**Required action 1**: In the review of The Green Knight, which actor plays Gawain's mother, the witch Morgan La Fay?
**Required action 2**: Write the next part of the review of The Green Knight, picking up after its final sentence.

**Excerpt to read**:
----

Tuesday, August 17, 2021

"The Green Knight": A Funny Thing about Honor

You go off on a quest, do some brave deed, and you're set for life: That's "honor?" That's it?

Dev Patel as "Gawain," hero of The Green Knight gives his questioner a look that says, "Uh, when you put it that way, it sounds pretty lame." Then he answers, pretty lamely, "Yes."

Although the Dark Ages are very dark in this film, shot on misty moors and rocky paths through gloomy forests, Patel's Gawain is funny, being more in the dark than anyone. When we first see him, he's a playboy splashed awake by his mistress (Alicia Vikander), unable to find his boots, affectionate and careless.

But he gets caught in a kind of medieval Matrix where everyone he meets, even a fox, is part of a plot devised by a controlling intelligence. His mother is the witch Morgan La Fay (Sarita Choudhury), sister to King Arthur. We see the siblings in a tete-a-tete, evidently conspiring to teach Gawain a lesson. At the king's Christmas banquet, Arthur (Sean Harris) primes his nephew to step up for the honor of knighthood. At the same time, Morgan conjures the Green Knight (Ralph Ineson) -- half man, half tree -- to deliver a challenge he can't refuse.

The challenge sounds like a fair fight: you win if you strike a blow against the Green Knight. The catch is, you must meet the Green Knight again a year and a day later, on his own turf, for payback. Seeing all the famous knights avert their eyes, Gawain jumps in. Instead of fighting, the Green Knight lays down his axe and bares his neck. Embarrassed, Gawain asks the crowd, "What am I supposed to do?" Gawain decapitates the knight, maybe to head off the anniversary rematch. To Gawain's dismay, the severed head warns him to keep his promise as the Knight rides away dangling the head in one hand.

----

**Study material**:

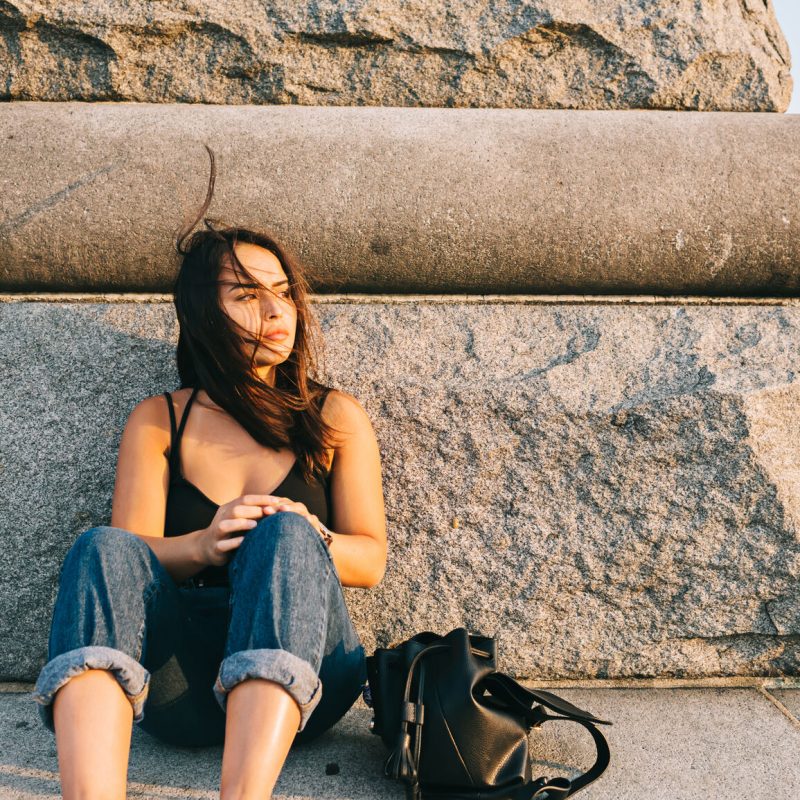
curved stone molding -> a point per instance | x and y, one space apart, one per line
612 489
613 54
410 200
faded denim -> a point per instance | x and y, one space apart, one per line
178 651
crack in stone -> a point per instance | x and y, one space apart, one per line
53 200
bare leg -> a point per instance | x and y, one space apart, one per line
93 720
261 722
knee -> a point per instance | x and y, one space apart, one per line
285 532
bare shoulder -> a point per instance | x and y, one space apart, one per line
149 419
345 413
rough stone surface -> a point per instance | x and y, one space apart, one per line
612 490
707 56
790 699
497 201
676 744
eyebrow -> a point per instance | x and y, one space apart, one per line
236 285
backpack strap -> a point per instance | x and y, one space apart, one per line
511 694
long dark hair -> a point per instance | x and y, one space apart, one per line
212 353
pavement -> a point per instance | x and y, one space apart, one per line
712 739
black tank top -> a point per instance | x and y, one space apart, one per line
189 509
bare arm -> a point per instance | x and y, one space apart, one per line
359 522
140 490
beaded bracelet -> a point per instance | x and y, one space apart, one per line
326 534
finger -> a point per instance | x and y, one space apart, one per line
227 526
246 512
223 545
260 499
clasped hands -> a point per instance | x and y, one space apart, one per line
241 515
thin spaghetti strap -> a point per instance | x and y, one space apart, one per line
186 414
172 424
172 432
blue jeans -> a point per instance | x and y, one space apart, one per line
177 651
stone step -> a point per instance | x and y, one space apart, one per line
611 488
398 200
693 54
677 742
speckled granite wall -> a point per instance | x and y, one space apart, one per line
613 489
684 54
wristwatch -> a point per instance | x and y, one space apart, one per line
326 534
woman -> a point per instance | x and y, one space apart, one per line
211 610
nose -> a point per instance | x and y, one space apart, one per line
271 305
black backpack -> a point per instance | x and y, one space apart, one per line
458 729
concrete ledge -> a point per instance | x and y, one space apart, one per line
666 744
611 489
413 200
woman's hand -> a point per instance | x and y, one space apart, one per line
241 514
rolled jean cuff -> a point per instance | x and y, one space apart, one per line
293 673
130 674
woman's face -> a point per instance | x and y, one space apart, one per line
269 318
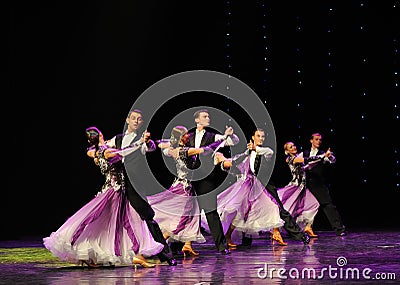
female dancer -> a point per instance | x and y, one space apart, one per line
107 230
246 205
177 210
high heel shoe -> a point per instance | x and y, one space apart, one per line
89 264
186 249
139 261
308 230
276 236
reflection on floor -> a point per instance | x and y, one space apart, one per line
361 257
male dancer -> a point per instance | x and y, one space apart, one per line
133 162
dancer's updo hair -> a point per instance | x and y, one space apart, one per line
93 136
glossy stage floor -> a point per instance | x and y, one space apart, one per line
361 257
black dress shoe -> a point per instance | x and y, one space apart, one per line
172 262
225 251
168 258
305 238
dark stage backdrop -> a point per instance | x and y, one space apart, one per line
324 67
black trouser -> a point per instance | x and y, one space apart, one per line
291 227
321 193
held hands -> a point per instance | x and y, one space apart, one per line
251 146
328 153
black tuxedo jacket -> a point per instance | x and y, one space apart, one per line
217 175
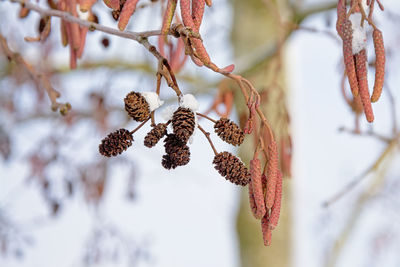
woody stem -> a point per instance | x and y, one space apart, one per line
207 135
205 116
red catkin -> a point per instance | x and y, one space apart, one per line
114 4
348 57
379 64
266 230
126 13
272 173
168 16
74 41
255 172
252 201
276 208
361 68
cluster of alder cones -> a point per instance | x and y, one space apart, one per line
351 28
265 190
177 152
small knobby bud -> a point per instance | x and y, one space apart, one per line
183 123
361 68
229 131
115 143
272 171
256 183
266 230
232 168
379 64
276 208
137 106
158 132
126 12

----

**Answer 1**: Sarita Choudhury

**Answer 2**:
Playful touches by the director David Lowery remind us all the way through that, despite the darkness and the threat, this is all a game.

  • The title cards try a dozen different medieval-ish fonts and sometimes make ironic comments about the story. For example, we jump ahead one "too quick" year later. "An act of kindness" is anything but -- involving a particularly annoying teenage boy (Barry Keoghan).
  • Images of Gawain undercut the idea that "honor" is just a matter of PR. Now famous for his encounter with the Green Knight, Gawain's portrayed in an over-blown heroic pose and also depicted as a foolish puppet who loses his head in a children's show.
  • When Gawain accepts hospitality at a manor house, there's a comedy of manners reminiscent of Edward Albee's Who's Afraid of Virginia Woolf? The Lord and Lady (Joel Edgerton and Alicia Vikander -- who doubles as Gawain's mistress) drag Gawain unwillingly into games that Albee called "Get the Guest" and "Hump the Hostess."
  • More images in the manor house make fun of him: His stupid gape-mouthed expression is captured in a camera obscura; he's woven into a tapestry that depicts his host hunting him like a fox.
  • When Gawain meets St. Winifred (Erin Kellyman), it's so awkward in a teen-aged way. First, he discovers that he's sleeping in her bed. Then she tells him to retrieve her head from the bottom of a spring. When he observes that it's right there on her neck talking to him, she all but rolls her eyes. She's exasperated when he asks what she'll do for him if he retrieves the head: "Why would you even ask that?"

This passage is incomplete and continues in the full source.